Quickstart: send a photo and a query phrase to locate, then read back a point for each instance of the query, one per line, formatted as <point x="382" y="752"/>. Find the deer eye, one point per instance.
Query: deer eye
--
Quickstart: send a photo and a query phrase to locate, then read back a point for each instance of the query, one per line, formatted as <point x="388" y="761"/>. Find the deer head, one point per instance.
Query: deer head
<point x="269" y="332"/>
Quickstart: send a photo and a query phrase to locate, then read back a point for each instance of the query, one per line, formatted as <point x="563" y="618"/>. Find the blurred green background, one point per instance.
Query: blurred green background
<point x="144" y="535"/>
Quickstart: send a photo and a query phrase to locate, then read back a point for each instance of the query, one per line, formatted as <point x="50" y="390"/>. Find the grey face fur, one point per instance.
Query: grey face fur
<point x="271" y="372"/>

* _Exercise task_: Please swap "blurred" for "hazy" in the lines from the one holding "background, one point per instance." through the one holding "Query: blurred green background", both included, and give back only those lines with nothing else changed.

* _Reply to the exercise_:
Quickstart: send a photo and a query phrase to locate, then read back a point for each instance of the query, one per line, formatted as <point x="563" y="618"/>. Find the hazy green background, one point per instance.
Query: hazy green background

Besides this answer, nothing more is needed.